Point placement records:
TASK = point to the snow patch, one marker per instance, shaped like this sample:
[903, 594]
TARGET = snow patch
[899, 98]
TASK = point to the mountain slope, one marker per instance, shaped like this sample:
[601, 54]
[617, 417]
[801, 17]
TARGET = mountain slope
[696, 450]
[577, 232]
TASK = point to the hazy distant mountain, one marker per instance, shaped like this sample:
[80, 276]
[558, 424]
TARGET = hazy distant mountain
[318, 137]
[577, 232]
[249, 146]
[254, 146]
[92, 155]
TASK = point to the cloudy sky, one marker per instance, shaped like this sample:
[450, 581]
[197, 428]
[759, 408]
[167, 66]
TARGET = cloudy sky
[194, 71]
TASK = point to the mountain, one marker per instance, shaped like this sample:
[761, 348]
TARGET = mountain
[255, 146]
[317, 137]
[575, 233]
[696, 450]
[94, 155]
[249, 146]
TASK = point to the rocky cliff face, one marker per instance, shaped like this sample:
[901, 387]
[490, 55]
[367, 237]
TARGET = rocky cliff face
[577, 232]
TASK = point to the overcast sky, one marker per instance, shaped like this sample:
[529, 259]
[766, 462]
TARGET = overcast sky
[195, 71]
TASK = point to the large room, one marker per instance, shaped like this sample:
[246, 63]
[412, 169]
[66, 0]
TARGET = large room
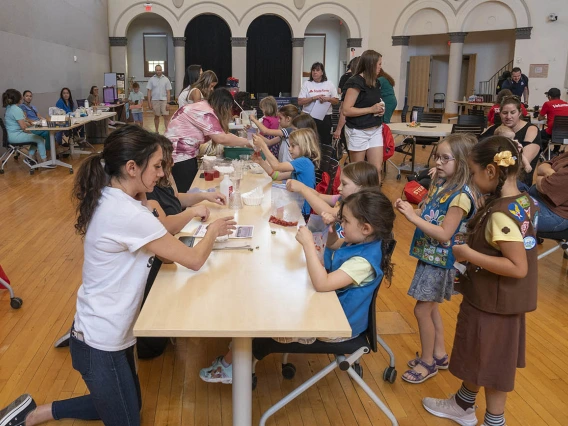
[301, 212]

▶ **WHAT YOU ARE ASKED TO DO**: Can you write out all of the data above again, swapping "marker" for "dot" and keeping everything else the same, with the pictures omitted?

▶ **SOLUTION TO THIS PROBLEM**:
TASK = point to the snow patch, one dot per instance, shaped like this sample:
[903, 594]
TARGET = snow patch
[899, 98]
TASK = point to the mountain slope, one dot per instance, shaped like this sample:
[601, 54]
[617, 417]
[801, 17]
TARGET = mountain slope
[696, 450]
[577, 232]
TASK = point to the hazy distant mountain, one dot per instance, shaped like this sample:
[80, 276]
[558, 424]
TARGET = hazy distant mountain
[318, 137]
[577, 232]
[249, 146]
[254, 146]
[92, 155]
TASK = point to the cloudy sky, one dot per instance, shaped like this sample:
[450, 581]
[197, 428]
[759, 408]
[167, 66]
TARGET = cloudy sky
[194, 71]
TASK = point to the mountain, one dot per instance, shaped like this sample:
[761, 348]
TARGET = mountain
[255, 146]
[317, 137]
[575, 233]
[696, 450]
[94, 155]
[249, 146]
TASK = point to the rocky cliff face, one dot per instance, shaped like this sample:
[901, 387]
[490, 55]
[367, 237]
TARGET = rocky cliff face
[577, 232]
TASK = point to the overcast sky, one dot per instance, shaped like this sample:
[529, 259]
[766, 462]
TARGET = overcast sky
[195, 71]
TASK = point to the large room, one dot per instance, shaped like this sample:
[246, 63]
[412, 169]
[66, 0]
TARGET = large room
[301, 212]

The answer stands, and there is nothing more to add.